══ DATA FOR REVIEW

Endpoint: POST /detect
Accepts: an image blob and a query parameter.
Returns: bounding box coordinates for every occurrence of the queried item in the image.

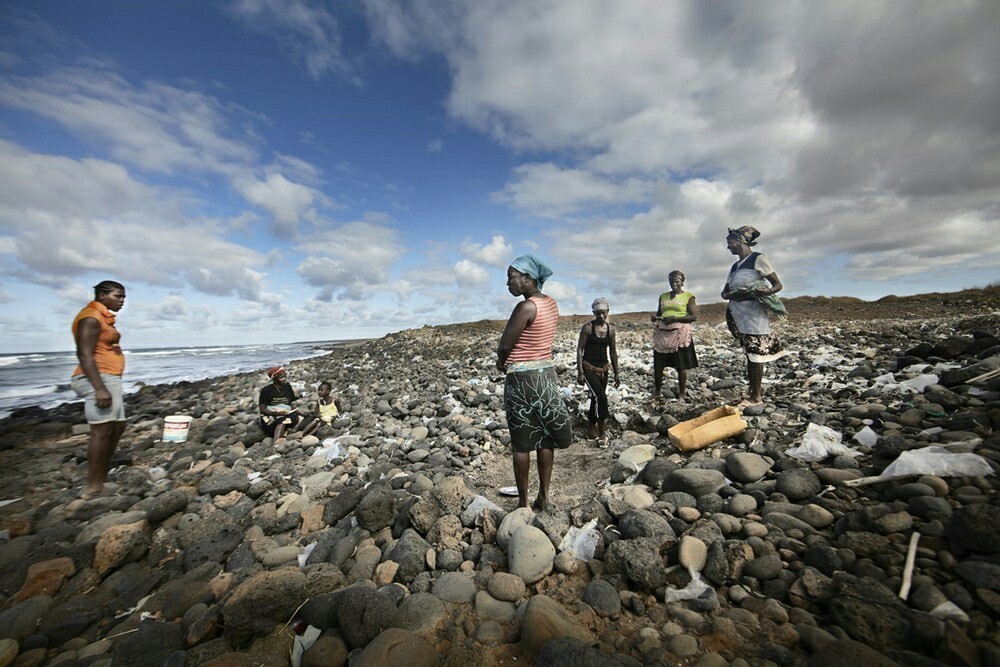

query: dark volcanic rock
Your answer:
[827,578,912,650]
[112,619,184,667]
[180,524,243,572]
[945,503,1000,553]
[356,484,397,532]
[604,537,667,590]
[336,585,399,649]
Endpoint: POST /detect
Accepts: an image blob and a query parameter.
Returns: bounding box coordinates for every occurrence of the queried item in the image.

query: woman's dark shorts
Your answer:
[503,366,573,453]
[259,412,300,437]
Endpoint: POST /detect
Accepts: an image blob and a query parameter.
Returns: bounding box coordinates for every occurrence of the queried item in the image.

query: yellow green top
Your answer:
[659,291,694,318]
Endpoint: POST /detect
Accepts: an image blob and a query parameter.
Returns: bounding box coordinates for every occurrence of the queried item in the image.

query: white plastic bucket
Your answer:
[163,415,192,442]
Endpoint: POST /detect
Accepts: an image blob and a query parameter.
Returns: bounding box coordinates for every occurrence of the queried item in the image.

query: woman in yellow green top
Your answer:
[650,270,699,401]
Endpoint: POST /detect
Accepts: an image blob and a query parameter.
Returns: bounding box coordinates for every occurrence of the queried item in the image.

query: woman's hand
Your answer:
[94,386,112,409]
[577,371,585,385]
[614,375,621,388]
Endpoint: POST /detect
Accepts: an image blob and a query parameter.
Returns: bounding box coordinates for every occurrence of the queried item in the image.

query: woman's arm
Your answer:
[609,325,620,387]
[650,296,663,322]
[496,300,537,371]
[576,323,590,383]
[75,317,112,408]
[756,273,782,296]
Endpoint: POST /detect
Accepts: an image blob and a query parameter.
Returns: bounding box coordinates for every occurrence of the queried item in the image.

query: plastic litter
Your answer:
[557,519,601,562]
[297,543,317,568]
[881,447,994,478]
[462,495,504,527]
[845,446,995,487]
[312,438,344,462]
[929,601,970,623]
[786,423,857,462]
[899,374,939,392]
[291,625,322,667]
[852,425,879,447]
[663,570,713,602]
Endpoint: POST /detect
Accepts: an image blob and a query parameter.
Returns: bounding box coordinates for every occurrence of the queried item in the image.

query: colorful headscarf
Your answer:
[668,270,685,284]
[591,297,609,312]
[266,366,286,379]
[727,226,760,247]
[509,255,553,289]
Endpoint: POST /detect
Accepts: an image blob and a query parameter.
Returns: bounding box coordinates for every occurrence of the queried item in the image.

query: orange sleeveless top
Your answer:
[507,295,559,365]
[72,301,125,376]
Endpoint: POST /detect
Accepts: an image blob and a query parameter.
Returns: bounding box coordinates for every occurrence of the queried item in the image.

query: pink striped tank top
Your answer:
[507,295,560,365]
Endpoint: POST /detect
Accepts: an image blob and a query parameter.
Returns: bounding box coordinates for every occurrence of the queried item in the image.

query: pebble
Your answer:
[0,311,995,667]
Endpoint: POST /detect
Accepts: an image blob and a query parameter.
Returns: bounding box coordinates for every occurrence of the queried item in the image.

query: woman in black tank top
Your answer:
[576,297,620,443]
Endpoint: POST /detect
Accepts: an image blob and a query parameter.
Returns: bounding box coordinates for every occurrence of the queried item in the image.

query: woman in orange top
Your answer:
[70,280,127,499]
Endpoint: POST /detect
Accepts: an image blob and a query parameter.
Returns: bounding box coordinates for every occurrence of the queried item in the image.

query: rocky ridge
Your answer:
[0,289,998,666]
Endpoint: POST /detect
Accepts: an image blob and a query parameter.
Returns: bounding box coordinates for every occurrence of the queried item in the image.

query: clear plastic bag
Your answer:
[786,423,857,462]
[879,447,994,479]
[558,519,601,562]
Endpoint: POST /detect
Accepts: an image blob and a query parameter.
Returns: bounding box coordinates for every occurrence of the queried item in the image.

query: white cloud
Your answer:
[226,0,358,81]
[427,138,443,153]
[296,220,405,300]
[460,234,513,268]
[453,259,489,287]
[0,67,261,176]
[235,173,328,237]
[365,0,1000,301]
[0,141,269,300]
[493,163,655,218]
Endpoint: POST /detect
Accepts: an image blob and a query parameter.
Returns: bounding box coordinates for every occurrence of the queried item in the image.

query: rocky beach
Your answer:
[1,286,998,667]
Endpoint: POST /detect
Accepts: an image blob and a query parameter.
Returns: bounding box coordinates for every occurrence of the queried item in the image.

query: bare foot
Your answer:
[531,496,551,512]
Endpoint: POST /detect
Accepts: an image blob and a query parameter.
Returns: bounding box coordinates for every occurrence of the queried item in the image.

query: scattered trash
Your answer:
[929,601,970,623]
[899,374,939,392]
[852,425,879,447]
[787,423,857,461]
[312,438,344,462]
[291,625,322,667]
[499,486,519,497]
[0,498,22,509]
[668,406,747,452]
[558,519,600,562]
[298,543,317,568]
[663,571,713,602]
[845,446,995,487]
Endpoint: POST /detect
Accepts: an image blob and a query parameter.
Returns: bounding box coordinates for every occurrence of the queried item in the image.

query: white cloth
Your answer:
[726,253,773,335]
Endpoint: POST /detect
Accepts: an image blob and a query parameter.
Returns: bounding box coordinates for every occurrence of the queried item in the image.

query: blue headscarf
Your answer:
[509,255,553,289]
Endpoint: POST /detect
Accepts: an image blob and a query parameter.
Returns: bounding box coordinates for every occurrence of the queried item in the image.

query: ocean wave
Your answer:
[0,385,59,400]
[0,357,21,367]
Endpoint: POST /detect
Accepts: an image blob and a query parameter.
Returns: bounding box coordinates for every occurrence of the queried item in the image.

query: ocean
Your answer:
[0,341,343,419]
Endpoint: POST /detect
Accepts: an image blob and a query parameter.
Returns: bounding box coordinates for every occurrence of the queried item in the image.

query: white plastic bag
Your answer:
[879,447,994,479]
[899,374,939,392]
[853,425,879,447]
[786,423,857,462]
[663,571,713,602]
[558,519,601,562]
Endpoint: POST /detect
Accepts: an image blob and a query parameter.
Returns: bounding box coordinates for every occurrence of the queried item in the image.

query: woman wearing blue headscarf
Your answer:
[497,255,572,511]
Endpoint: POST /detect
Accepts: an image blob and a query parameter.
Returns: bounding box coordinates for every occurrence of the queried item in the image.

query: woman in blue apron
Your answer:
[721,226,785,407]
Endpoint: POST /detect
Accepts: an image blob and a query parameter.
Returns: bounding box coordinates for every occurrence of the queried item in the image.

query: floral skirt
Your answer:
[726,310,785,364]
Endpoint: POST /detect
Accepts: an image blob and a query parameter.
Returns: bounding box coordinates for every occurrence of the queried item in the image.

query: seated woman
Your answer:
[650,270,699,401]
[258,366,302,442]
[577,297,620,442]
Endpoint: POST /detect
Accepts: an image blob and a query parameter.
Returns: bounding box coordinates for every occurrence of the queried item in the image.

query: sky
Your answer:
[0,1,997,353]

════

Output nothing but the records, word for word, and none of their pictures.

= RESPONSE TO THE EXERCISE =
Endpoint: POST /detect
Accepts: an image blob and a query parameter.
Returns: bounding box coordinates for every occurrence of the queried item in the image.


query: dark volcanic rock
Your answer:
[827,578,912,650]
[112,619,184,667]
[180,524,243,572]
[945,503,1000,553]
[356,484,397,532]
[604,537,667,590]
[336,585,399,649]
Endpoint: POST /detect
Accepts: an image blob and a query parameter.
Returns: bounding box coordinates for every occurrence of the queried item in the image.

query: woman's dark shorts
Your answer:
[503,366,573,453]
[259,412,300,437]
Endpoint: POST /detect
Accepts: an image blob and a query parameter.
Returns: bounding box coordinates for every occurrence of the queried item in the image.

query: yellow green top
Your answer:
[659,291,694,318]
Endpoint: POST /detect
Accepts: an image blob and a query parameter.
Returns: bounding box coordinates for every occurrence of the queried item in the image.

query: white plastic bucket
Your answer:
[163,415,192,442]
Endpoint: POST /detect
Accepts: an image blob and a query parameter.
Returns: bounding box coordinates for every occurrence of the queried item in the image.

query: woman in yellow green top
Your answer:
[650,270,699,401]
Endpoint: POST /detect
Accepts: an image blob and a query parameter.
Returns: bounding box coordinates for every occurrence of the queried item in the image.

query: woman's hand
Your answer:
[94,386,112,409]
[577,371,585,385]
[614,375,621,388]
Endpoint: POST /detect
Accepts: an image blob and a query parameter.
Returns: bounding box coordinates for every occurrence of the queried item in the image.

query: woman's arm
Your answer:
[609,325,620,387]
[650,296,663,322]
[496,300,537,371]
[576,323,590,383]
[75,317,112,408]
[756,273,782,296]
Endpoint: POST /detect
Accepts: an image blob and a query parameter.
Returns: bounding box coordinates for every occurrence of the queried item in the image.

query: plastic litter
Your answer:
[557,519,601,562]
[297,543,317,568]
[881,447,994,478]
[462,495,504,527]
[845,446,995,487]
[312,438,344,462]
[929,601,970,623]
[786,423,857,462]
[899,374,939,392]
[291,625,322,667]
[852,425,879,447]
[663,570,713,602]
Endpoint: POST /detect
Accepts: an image blob and a query parameter.
Returns: bounding box coordinates for every occurrence of the queried item in the image.

query: colorful headscarf
Your answer:
[668,270,685,284]
[591,297,609,312]
[266,366,286,379]
[727,226,760,247]
[509,255,553,289]
Endpoint: POST /detect
Accepts: an image blob and a query parameter.
Returns: bounding box coordinates for every occurrence of the queried item in the image.

query: orange sleeveless top
Your answer:
[507,295,559,365]
[72,301,125,376]
Endpoint: POST /detect
Accepts: an image blob and a query parameter.
Returns: bounding box coordinates for every occurrence of the queried item in the image.

query: pink striped tank top
Your answer:
[507,295,560,365]
Endpoint: POST /detect
Accepts: an image blob and a query parameter.
Returns: bounding box coordinates for every occurrence of the queried item in the image.

query: pebble
Your answer:
[0,311,995,667]
Endpoint: POST /detect
Accepts: an image blob and a query parameter.
Returns: bounding box coordinates for every occurrence of the queried item in the image.

query: woman in black tank top
Your answer:
[576,297,620,443]
Endpoint: POST /detect
Accepts: an image blob and a query parameter.
Returns: bounding box coordinates for every occurrence of the queried item in the image.

query: woman in orange top
Your answer:
[70,280,127,499]
Endpoint: POST /detect
Accepts: an image blob and a query parameter.
Returns: bounding box coordinates for every occurrence of the queried item in the image.

query: rocky ridge
Your answer:
[0,289,998,666]
Endpoint: POST /detect
Accepts: an image blob and a query parameter.
Returns: bounding box coordinates for every occurrence of the queried item in the image.

query: clear plastic bag
Your answer:
[786,423,857,462]
[879,447,994,479]
[558,519,601,562]
Endpoint: POST /detect
Accepts: an image blob and a query parameter.
Returns: bounding box coordinates for every occurrence of the queried item in the image.

query: white cloud
Your answer:
[226,0,358,81]
[427,138,443,153]
[296,220,405,300]
[460,234,513,268]
[453,259,489,287]
[0,67,261,176]
[235,173,328,237]
[365,0,1000,301]
[0,141,269,300]
[493,163,655,218]
Endpoint: POST /detect
Accepts: an image blob and a query parameter.
Returns: bounding box coordinates for every occurrence of the queried item in the image.

query: rocky beach
Your answer:
[1,286,998,667]
Endpoint: POST /detect
Accepts: an image blob and a query parameter.
Returns: bounding box coordinates for every occurrence of the queried item in the image.

query: bare foot
Your answer:
[531,496,551,512]
Endpoint: POST /detect
Accepts: an image blob and a query parameter.
Returns: bounding box coordinates for every occurrence of the queried item in the image.

query: scattered trash
Your answer:
[929,601,970,623]
[899,374,939,392]
[852,425,879,447]
[787,423,857,461]
[312,438,344,462]
[291,625,322,667]
[499,486,519,497]
[0,498,22,509]
[668,406,747,452]
[558,519,600,562]
[298,543,317,568]
[663,571,713,602]
[845,446,995,487]
Endpoint: POST /detect
Accepts: an image blob and a query parameter.
Returns: bounding box coordinates for every occurrence of the queried item in the image.

query: white cloth
Your answer:
[726,253,773,335]
Endpoint: POST /detect
Accepts: an image blob and a query parameter.
Returns: bounding box coordinates for every occurrence of the queried item in the image.

query: blue headscarf
Your answer:
[509,255,553,289]
Endpoint: POST /detect
Accepts: an image blob and a query parameter.
Returns: bounding box coordinates for every occurrence of the queried item in the image.

query: ocean wave
Your answer:
[0,385,59,400]
[0,357,21,367]
Endpoint: POST /detect
Accepts: an image blob and a query parameter.
Returns: bounding box coordinates for every occurrence of the queried item in the image.

query: ocean
Your answer:
[0,341,343,419]
Endpoint: POST /detect
Accepts: an image blob and a query parameter.
Returns: bounding box coordinates for every occurrence of the queried item in the image.

query: white plastic bag
Your answer:
[879,447,994,479]
[899,374,939,392]
[853,425,879,447]
[786,423,857,462]
[663,571,713,602]
[558,519,601,562]
Endpoint: POST /detect
Accepts: an image blob and a query parameter.
Returns: bounding box coordinates for every occurrence of the queried item in the image.

query: woman wearing blue headscarf
Your answer:
[497,255,572,511]
Endpoint: POST /detect
Accepts: an image blob and a query parameter.
Returns: bounding box coordinates for every occurrence of the queried item in the image.

query: woman in blue apron
Your answer:
[721,226,785,407]
Endpoint: POST /detect
Accepts: an image blob and a query parameter.
Returns: bounding box coordinates for every occurrence of the queried item in the image.

query: floral skirt
Your answer:
[726,310,785,364]
Endpoint: POST /detect
Accepts: an image blob and a query parameter.
Returns: bounding box coordinates for every occurrence of the queried item in the image.

query: seated woman
Your answer:
[650,270,699,401]
[258,366,302,442]
[577,297,620,442]
Endpoint: POST /detect
Accepts: an image blob and a query parameter.
Returns: bounding box coordinates for every occurrence of the queried item in the image.

query: sky
Your answer:
[0,1,997,353]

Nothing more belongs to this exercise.